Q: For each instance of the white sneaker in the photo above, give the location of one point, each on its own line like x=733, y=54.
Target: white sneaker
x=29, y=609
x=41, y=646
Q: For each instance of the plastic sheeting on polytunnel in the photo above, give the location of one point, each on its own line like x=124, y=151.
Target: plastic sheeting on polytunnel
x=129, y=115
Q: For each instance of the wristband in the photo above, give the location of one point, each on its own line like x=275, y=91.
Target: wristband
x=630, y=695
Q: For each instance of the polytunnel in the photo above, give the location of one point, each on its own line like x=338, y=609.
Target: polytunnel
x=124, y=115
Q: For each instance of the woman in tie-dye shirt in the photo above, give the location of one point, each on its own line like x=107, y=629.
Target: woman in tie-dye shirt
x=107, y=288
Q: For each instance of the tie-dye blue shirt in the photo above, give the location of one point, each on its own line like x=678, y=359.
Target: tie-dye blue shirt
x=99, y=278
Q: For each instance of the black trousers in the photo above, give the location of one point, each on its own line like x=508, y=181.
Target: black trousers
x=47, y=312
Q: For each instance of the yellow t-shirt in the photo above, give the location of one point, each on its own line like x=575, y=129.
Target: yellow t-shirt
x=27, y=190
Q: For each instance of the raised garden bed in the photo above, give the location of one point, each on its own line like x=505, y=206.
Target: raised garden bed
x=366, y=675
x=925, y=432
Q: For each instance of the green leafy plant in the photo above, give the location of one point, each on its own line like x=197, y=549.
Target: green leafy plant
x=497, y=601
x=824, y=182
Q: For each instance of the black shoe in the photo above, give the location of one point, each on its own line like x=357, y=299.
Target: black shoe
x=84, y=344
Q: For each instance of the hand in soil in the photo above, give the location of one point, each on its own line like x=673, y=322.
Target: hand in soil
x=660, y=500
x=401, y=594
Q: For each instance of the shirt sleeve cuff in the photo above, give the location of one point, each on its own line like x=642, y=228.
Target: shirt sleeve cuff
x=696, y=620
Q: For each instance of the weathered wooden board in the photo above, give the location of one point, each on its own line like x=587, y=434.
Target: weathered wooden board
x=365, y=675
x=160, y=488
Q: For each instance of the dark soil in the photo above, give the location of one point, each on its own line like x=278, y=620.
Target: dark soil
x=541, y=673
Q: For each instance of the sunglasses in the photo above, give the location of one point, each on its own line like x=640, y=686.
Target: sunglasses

PROBLEM DETAILS. How many lines of the material above contain the word "sunglasses"? Answer with the number only.

TASK SOLUTION. 2